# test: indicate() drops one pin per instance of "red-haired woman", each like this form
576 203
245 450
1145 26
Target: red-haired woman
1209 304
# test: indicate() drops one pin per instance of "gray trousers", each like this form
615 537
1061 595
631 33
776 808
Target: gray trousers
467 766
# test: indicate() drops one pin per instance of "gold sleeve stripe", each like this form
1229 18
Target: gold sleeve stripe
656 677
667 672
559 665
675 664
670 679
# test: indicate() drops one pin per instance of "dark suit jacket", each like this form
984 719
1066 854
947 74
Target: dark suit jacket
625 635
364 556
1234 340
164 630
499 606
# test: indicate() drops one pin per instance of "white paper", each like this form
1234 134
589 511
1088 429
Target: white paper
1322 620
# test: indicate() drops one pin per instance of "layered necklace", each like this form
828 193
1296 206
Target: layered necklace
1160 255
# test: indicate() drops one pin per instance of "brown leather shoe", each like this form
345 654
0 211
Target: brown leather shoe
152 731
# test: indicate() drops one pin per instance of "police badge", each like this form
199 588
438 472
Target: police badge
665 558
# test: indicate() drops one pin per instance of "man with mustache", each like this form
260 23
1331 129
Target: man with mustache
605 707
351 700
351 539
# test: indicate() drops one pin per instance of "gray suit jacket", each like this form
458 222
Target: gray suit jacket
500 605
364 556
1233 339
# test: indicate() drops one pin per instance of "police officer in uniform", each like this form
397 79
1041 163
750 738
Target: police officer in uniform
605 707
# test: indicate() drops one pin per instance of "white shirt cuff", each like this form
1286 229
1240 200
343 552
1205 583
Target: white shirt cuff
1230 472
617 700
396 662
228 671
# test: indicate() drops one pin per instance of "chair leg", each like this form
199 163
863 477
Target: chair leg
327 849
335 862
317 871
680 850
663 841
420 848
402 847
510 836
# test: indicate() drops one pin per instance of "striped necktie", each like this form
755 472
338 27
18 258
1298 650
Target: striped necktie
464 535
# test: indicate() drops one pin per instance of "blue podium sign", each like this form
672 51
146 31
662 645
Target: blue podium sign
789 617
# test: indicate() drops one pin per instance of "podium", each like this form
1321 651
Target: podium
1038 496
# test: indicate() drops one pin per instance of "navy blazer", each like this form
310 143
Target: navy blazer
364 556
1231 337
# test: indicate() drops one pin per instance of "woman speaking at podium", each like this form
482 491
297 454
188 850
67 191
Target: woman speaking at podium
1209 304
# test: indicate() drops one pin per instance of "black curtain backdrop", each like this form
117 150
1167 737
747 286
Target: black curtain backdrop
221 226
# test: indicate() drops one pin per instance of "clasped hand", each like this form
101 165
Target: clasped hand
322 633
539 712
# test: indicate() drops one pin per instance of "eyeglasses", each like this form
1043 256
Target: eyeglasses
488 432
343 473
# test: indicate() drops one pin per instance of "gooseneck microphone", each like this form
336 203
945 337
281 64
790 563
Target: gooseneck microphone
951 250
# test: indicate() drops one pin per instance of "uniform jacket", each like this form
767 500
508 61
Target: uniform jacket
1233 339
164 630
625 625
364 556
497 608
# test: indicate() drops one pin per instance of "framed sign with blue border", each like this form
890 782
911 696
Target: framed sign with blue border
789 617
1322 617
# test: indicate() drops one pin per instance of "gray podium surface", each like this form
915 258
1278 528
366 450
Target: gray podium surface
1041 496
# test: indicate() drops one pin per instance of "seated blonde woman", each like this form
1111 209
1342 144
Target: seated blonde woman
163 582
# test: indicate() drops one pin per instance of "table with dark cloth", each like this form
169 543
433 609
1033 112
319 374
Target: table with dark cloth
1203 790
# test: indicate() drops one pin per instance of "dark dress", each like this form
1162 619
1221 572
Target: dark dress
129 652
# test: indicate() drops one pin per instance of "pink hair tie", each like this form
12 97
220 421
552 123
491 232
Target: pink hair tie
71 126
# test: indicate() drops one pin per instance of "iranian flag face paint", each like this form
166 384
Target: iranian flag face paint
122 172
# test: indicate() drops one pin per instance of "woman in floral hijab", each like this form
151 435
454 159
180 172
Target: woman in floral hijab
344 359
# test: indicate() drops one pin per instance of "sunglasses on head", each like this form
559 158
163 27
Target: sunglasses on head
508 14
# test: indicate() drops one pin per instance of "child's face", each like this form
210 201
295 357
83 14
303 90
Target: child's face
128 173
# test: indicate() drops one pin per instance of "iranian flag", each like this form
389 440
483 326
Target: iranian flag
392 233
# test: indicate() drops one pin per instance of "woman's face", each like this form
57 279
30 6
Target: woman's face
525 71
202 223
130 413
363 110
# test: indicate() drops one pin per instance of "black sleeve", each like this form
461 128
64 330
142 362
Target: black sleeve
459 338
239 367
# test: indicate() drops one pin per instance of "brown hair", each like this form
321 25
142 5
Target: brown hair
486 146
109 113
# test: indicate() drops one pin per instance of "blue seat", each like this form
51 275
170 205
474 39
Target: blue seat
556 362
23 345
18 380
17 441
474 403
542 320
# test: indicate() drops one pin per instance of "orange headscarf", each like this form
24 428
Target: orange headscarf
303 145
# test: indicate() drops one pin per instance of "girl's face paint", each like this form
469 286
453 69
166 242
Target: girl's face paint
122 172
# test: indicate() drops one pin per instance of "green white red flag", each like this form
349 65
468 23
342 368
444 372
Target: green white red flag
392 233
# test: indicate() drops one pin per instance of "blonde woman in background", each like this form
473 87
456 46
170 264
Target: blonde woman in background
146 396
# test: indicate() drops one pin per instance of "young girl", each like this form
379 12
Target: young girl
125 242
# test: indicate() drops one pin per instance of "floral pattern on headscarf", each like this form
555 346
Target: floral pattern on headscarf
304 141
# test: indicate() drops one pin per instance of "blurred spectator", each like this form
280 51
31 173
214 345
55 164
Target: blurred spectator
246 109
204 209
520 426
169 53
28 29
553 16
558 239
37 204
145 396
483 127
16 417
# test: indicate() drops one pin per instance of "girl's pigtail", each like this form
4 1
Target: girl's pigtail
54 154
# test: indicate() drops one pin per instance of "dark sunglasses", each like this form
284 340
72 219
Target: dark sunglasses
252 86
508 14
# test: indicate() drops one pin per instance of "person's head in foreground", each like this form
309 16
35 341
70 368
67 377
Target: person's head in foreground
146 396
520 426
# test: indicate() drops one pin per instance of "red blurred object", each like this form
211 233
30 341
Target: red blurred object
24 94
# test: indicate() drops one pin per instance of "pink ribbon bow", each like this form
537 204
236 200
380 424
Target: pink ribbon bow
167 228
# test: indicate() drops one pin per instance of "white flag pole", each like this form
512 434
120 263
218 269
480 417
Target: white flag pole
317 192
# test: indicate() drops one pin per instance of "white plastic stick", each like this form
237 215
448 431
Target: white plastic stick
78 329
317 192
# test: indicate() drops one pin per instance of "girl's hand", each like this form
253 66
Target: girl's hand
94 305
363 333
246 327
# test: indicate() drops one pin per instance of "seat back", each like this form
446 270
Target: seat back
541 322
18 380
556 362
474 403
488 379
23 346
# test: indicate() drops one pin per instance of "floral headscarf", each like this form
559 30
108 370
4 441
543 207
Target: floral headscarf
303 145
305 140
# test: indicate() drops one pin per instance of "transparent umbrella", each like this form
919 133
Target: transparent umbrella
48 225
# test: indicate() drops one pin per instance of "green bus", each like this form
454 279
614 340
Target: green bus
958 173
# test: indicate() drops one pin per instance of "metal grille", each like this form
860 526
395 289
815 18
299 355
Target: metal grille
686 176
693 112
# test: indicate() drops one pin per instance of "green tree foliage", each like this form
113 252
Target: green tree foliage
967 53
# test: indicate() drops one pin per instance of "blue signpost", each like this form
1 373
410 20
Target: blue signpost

· · · · · · ·

◆ **Task description**
Identify every line in the data above that contains the string "spectator", and copy each of those lines. Matching is case-sensitive.

◆ **Response to the task**
# test: indicate() drops one pin per instance of "blurred spectator", each like this form
Target: blurred spectator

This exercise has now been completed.